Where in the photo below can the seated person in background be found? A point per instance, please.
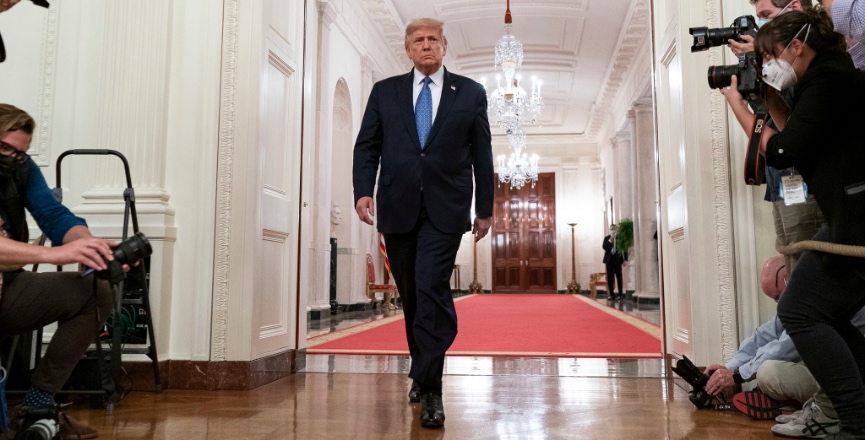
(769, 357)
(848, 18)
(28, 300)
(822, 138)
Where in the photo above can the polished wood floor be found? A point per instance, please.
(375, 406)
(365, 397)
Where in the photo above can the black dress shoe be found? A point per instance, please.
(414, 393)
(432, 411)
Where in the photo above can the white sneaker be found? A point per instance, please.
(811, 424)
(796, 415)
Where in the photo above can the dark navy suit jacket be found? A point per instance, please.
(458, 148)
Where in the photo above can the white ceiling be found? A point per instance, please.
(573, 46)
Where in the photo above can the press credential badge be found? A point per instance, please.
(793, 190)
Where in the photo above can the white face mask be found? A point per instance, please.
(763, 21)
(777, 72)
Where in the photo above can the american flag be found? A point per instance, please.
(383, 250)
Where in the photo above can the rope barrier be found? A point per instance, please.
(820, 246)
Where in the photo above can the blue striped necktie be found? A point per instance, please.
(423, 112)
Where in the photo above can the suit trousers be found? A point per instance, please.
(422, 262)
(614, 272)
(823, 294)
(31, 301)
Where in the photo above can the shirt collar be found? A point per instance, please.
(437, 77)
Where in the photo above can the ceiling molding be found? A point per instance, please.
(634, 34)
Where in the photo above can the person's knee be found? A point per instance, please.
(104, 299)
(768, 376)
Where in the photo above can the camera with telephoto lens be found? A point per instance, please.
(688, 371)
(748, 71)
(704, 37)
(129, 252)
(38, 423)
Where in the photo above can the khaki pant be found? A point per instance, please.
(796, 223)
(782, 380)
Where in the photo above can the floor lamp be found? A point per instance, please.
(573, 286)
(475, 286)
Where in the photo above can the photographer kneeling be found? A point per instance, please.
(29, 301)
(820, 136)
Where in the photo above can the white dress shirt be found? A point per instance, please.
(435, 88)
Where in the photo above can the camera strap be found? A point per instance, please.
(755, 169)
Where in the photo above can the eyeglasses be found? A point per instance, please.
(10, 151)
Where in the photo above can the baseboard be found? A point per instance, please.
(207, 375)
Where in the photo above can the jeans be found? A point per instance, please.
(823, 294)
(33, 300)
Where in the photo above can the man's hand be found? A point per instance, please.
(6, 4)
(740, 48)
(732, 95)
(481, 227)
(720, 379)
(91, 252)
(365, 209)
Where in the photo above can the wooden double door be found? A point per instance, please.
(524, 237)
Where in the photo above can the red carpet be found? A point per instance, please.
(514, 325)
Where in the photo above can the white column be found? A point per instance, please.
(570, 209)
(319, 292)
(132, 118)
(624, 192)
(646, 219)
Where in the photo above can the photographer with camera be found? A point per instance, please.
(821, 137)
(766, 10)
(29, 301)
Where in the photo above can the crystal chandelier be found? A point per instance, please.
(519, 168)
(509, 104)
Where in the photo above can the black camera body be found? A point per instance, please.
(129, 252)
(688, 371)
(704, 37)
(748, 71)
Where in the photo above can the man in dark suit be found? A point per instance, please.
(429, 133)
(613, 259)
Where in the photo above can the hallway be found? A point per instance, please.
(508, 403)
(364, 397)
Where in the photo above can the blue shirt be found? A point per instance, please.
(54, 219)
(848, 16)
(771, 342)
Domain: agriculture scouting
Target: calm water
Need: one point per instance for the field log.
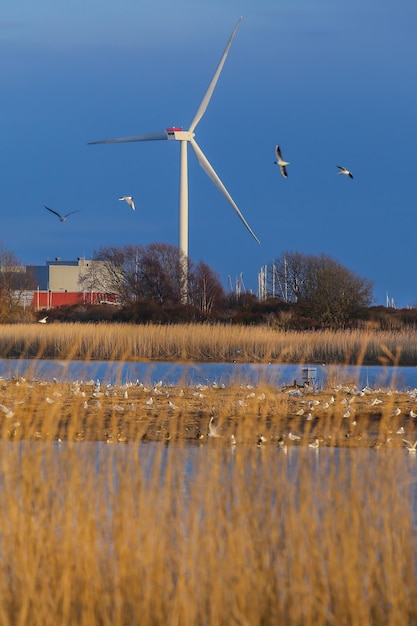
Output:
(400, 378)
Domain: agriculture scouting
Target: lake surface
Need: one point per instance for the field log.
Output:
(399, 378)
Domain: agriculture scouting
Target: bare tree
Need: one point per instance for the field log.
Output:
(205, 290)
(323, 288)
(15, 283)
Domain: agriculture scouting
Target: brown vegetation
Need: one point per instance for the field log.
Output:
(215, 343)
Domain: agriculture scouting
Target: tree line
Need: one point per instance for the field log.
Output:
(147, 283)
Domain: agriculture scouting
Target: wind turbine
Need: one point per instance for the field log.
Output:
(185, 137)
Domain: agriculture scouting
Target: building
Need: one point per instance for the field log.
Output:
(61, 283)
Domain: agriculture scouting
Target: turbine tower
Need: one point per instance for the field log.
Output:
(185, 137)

========================================

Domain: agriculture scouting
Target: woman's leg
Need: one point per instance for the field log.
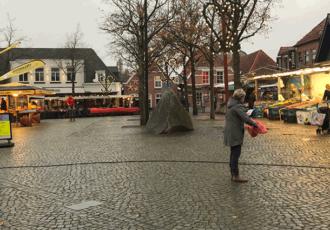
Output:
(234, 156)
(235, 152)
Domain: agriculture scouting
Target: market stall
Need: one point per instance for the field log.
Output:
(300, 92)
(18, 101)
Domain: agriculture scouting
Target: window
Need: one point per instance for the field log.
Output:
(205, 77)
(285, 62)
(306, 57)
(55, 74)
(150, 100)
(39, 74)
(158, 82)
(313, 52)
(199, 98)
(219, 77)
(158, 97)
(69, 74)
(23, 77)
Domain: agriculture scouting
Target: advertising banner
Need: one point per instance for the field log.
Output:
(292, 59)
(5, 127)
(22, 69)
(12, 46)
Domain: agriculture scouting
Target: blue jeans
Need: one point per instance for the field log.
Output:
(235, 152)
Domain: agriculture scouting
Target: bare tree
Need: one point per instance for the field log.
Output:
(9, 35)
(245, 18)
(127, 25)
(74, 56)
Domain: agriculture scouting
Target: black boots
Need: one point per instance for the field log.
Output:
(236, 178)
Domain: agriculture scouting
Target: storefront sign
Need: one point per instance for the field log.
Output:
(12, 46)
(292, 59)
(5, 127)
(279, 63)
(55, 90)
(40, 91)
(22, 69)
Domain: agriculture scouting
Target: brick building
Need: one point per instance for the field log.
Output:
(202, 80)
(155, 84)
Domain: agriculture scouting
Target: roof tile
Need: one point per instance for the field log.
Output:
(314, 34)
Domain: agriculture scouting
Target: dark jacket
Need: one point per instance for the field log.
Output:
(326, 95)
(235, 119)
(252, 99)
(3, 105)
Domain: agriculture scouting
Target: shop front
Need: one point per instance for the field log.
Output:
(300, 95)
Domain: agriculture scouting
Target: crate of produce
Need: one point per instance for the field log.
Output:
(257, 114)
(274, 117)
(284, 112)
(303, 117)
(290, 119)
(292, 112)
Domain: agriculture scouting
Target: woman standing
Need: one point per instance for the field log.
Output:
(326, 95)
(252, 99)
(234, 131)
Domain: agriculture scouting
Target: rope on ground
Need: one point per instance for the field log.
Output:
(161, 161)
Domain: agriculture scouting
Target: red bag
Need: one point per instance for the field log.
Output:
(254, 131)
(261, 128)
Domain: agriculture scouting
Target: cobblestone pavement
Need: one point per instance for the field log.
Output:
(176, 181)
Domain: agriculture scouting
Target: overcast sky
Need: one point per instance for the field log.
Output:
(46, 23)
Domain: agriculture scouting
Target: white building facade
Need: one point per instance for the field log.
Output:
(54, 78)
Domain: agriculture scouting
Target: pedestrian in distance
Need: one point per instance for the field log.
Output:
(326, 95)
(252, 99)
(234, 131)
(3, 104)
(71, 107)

========================================

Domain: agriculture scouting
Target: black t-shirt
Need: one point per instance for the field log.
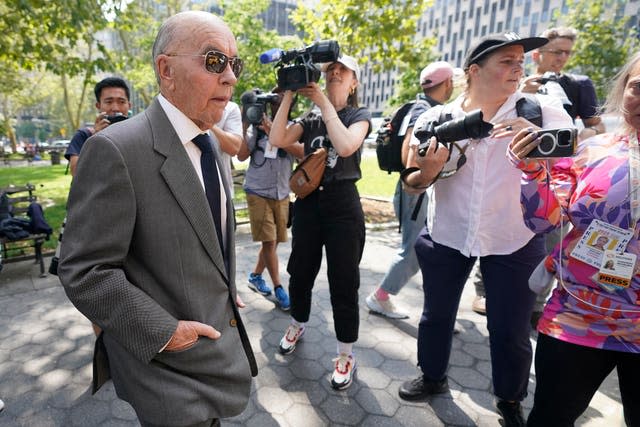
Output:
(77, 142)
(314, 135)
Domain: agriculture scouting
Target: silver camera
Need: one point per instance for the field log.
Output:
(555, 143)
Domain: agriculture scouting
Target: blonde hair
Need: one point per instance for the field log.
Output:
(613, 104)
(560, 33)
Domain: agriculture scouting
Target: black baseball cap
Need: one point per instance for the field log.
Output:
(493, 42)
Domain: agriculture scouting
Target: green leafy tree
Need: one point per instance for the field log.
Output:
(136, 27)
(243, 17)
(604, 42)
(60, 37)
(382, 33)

========================================

## WORK ITEM:
Search term "building": return each line of the data that contains it.

## WORKED SOLUTION:
Target: building
Target: brick building
Target: white building facade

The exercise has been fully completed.